• Text block:
··········

EX-4.1 3 d475355dex41.htm EX-4.1 EX-4.1

Exhibit 4.1

FOURTH SUPPLEMENTAL INDENTURE

between

OAKTREE SPECIALTY LENDING CORPORATION

(F/K/A FIFTH STREET FINANCE CORP.)

and

DEUTSCHE BANK TRUST COMPANY AMERICAS,

as Trustee

Dated as of October 17, 2017


FOURTH SUPPLEMENTAL INDENTURE

THIS FOURTH SUPPLEMENTAL INDENTURE (this “Fourth Supplemental Indenture”), dated as of October 17, 2017, is between Oaktree Specialty Lending Corporation (f/k/a Fifth Street Finance Corp.), a Delaware corporation (the “Company”), and Deutsche Bank Trust Company Americas, as trustee (the “Trustee”).

RECITALS OF THE COMPANY

WHEREAS, the Company and the Trustee executed and delivered an Indenture, dated as of April 30, 2012 (the “Base Indenture”), as supplemented by the First Supplemental Indenture, dated as of October 18, 2012 (the “First Supplemental Indenture”), relating to the Company’s 5.875% Senior Notes due 2024 (the “5.875% Notes”), as further supplemented by the Second Supplemental Indenture, dated as of April 4, 2013 (the “Second Supplemental Indenture”), relating to the Company’s 6.125% Senior Notes due 2028 (the “6.125% Notes”), and as further supplemented by the Third Supplemental Indenture, dated as of February 26, 2014 (collectively with the Base Indenture, the First Supplemental Indenture and the Second Supplemental Indenture, the “Original Indenture” and the Original Indenture together with this Fourth Supplemental Indenture, the “Indenture”), relating to the Company’s 4.875% Senior Notes due 2019 (the “4.875% Notes” and collectively with the 5.875% Notes and the 6.125% Notes, the “Notes”), each between the Company and the Trustee;

WHEREAS, pursuant to Section 901(8) of the Original Indenture the Company, when authorized by or pursuant to a Board Resolution, and the Trustee, may enter into one or more indentures supplemental to the Original Indenture without the consent of Holders of the Notes to cure any ambiguity, to correct or supplement any provision of the Original Indenture which may be inconsistent with any other provision, or to make any other provisions with respect to matters or questions arising under the Indenture; provided that such supplement does not adversely affect the interests of the Holders of the Notes in any material respect;

WHEREAS, Fifth Street Finance Corp. has changed its name to Oaktree Specialty Lending Corporation and in connection with such name change obtained new CUSIP and ISIN identifiers for the Notes;

WHEREAS, the Company desires (i) that the existing global Securities representing the Notes be cancelled by the Trustee and (ii) in exchange, global Securities identical to such cancelled global Securities in all respects, except that the name of the Company, the CUSIP and ISIN identifiers and date of execution reflected on such global Securities shall be updated, be immediately executed by the Company and authenticated and delivered by the Trustee to the Holders (the “Reissuance”);

WHEREAS, neither the execution and delivery of this Fourth Supplemental Indenture nor consummation of the Reissuance will adversely affect the interests of the Holders of the Notes in any material respect;

WHEREAS, the Board of Directors has duly adopted resolutions authorizing the Company to execute and deliver this Fourth Supplemental Indenture; and

WHEREAS, the Company has requested that the Trustee execute and deliver this Supplemental Indenture, and all requirements necessary to make this Fourth Supplemental Indenture a valid instrument in accordance with its terms have been performed, and the execution and delivery of this Fourth Supplemental Indenture have been duly authorized in all respects;

 

2


NOW, THEREFORE, for and in consideration of the premises and the purchase of the Notes by the Holders thereof, it is mutually agreed, for the benefit of the Company and the equal and proportionate benefit of all Holders of the Notes, as follows:

ARTICLE 1

DEFINITIONS

SECTION 1.01. Scope of Supplemental Indenture. The provisions of this Fourth Supplemental Indenture shall supersede any corresponding or conflicting provisions in the Original Indenture.

··········

• Supplied entries:
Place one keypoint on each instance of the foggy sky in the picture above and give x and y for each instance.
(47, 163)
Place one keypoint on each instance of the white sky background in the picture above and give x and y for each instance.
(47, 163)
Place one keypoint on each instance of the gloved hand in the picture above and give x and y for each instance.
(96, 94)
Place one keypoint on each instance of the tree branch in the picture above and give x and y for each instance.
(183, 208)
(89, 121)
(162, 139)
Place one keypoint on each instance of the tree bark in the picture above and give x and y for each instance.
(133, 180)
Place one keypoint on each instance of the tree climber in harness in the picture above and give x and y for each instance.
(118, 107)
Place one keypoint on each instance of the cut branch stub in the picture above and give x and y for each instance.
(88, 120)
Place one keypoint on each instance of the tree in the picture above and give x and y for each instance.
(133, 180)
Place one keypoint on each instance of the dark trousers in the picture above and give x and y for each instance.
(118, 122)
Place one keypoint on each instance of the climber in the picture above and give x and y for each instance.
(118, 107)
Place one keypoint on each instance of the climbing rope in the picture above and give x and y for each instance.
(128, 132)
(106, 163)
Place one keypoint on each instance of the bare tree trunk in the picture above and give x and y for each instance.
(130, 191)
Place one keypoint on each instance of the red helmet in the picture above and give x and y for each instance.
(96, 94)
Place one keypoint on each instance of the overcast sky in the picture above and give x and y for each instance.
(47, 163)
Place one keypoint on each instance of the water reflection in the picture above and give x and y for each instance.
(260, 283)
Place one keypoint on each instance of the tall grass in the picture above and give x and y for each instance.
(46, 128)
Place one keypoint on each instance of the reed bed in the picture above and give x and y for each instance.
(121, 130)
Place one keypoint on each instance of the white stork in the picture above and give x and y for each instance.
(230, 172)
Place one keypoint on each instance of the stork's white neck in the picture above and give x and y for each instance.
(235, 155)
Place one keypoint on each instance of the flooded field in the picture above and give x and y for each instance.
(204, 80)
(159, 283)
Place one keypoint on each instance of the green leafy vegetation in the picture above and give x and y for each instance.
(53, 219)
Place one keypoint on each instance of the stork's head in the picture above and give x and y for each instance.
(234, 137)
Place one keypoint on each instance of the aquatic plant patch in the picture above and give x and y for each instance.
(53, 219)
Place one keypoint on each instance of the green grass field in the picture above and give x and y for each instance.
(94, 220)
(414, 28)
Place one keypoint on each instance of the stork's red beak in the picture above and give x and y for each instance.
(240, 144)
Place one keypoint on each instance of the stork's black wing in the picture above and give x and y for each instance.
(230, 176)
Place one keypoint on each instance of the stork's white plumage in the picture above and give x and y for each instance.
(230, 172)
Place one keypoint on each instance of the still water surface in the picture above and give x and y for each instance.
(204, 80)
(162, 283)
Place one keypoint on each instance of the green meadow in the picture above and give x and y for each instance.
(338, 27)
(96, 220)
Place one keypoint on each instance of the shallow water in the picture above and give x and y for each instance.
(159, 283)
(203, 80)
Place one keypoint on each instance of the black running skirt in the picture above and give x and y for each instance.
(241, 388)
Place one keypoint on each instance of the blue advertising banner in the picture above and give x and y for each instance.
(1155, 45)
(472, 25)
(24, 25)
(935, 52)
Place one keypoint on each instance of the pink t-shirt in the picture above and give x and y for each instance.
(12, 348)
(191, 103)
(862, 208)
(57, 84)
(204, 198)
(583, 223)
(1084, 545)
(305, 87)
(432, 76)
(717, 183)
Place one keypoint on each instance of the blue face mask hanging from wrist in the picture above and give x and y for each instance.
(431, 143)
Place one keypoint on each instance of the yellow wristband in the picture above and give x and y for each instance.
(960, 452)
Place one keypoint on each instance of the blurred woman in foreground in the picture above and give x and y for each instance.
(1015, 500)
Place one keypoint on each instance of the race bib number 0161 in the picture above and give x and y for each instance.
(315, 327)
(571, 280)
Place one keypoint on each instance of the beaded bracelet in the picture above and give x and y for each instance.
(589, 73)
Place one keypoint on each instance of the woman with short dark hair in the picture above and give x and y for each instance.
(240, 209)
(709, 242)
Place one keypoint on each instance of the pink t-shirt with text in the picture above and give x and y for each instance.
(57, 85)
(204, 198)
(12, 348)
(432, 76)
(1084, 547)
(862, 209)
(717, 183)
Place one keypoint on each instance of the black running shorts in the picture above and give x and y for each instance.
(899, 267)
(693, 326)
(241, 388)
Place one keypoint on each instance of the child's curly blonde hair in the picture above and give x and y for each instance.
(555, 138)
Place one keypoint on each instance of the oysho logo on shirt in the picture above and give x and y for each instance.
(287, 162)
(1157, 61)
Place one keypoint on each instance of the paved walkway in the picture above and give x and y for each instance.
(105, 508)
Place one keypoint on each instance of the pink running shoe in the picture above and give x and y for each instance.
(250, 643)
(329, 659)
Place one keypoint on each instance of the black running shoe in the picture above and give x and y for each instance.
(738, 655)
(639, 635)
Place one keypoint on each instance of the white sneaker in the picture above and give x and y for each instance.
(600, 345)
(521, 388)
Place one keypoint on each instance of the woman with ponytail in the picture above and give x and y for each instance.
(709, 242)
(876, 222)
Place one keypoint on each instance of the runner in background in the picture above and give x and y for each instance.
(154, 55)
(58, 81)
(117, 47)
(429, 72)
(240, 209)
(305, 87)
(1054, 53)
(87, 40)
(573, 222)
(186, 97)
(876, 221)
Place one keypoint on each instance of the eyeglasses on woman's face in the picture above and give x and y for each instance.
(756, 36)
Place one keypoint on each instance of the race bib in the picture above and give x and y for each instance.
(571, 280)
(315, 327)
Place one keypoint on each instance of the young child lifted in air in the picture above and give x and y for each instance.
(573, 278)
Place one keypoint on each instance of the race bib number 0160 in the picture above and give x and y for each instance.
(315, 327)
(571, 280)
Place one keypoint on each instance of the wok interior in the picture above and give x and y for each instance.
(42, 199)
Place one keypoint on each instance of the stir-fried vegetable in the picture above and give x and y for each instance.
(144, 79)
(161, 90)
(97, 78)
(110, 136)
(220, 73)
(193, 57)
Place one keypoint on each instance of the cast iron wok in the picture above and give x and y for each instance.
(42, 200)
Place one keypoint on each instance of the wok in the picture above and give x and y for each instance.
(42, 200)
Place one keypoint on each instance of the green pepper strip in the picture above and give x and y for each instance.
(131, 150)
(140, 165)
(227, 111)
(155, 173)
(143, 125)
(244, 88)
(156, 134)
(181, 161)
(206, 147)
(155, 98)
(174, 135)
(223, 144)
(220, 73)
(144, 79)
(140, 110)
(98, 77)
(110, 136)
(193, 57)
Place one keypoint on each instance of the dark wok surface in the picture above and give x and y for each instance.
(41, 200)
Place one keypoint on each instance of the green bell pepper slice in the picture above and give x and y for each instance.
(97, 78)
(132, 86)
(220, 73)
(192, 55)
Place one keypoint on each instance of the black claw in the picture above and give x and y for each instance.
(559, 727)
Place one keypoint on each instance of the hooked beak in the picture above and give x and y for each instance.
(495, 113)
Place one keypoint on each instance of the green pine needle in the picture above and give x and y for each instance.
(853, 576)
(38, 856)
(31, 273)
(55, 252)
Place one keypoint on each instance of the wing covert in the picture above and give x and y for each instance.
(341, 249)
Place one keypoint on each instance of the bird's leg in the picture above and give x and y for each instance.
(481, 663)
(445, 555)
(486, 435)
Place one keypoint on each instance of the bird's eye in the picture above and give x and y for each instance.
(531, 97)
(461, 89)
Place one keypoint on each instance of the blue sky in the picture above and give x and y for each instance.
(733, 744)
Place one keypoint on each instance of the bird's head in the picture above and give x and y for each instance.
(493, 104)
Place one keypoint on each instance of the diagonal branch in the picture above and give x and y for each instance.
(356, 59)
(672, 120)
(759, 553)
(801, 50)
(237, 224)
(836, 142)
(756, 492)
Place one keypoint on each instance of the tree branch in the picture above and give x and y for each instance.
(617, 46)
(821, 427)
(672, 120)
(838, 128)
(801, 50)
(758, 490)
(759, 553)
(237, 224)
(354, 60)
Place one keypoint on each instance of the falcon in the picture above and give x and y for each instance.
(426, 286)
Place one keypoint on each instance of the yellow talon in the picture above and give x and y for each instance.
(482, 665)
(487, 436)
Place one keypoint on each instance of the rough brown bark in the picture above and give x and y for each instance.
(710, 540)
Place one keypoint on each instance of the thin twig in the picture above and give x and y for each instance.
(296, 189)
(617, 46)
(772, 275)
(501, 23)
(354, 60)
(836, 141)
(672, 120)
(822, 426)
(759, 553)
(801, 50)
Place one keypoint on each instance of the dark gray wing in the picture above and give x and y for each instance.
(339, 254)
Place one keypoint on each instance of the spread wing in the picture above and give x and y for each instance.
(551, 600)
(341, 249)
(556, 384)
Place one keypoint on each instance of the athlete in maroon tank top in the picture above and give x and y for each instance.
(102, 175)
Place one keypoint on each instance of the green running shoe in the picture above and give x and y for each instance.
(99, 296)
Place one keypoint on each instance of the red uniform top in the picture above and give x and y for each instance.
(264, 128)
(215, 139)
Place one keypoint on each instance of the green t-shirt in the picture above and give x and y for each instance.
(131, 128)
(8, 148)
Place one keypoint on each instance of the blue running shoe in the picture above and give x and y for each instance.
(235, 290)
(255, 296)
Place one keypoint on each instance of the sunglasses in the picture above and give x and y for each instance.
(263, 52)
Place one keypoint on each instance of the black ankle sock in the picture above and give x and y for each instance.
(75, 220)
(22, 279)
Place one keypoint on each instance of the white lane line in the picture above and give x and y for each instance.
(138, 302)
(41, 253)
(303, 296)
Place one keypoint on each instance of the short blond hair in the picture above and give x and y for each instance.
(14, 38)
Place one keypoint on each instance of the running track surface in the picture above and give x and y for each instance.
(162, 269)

··········

• Exercise task A: In the supplemental indenture, restate everything from "SECTION 1.01. Scope of" down to "the Original Indenture.", replacing "Original Indenture" with "Base Indenture".
• Exercise task B: Recast the paragraph of the supplemental indenture that begins "WHEREAS, the Company desires" as a short list that keeps its main facts.

• Full output A:
SECTION 1.01. Scope of Supplemental Indenture. The provisions of this Fourth Supplemental Indenture shall supersede any corresponding or conflicting provisions in the Base Indenture.

• Full output B:
The Company desires that:
- the Trustee cancel the existing global Securities representing the Notes; and
- in exchange, the Company immediately execute, and the Trustee authenticate and deliver to the Holders, global Securities identical to the cancelled ones, except for an updated Company name, updated CUSIP and ISIN identifiers, and an updated date of execution.

This exchange is defined as the "Reissuance."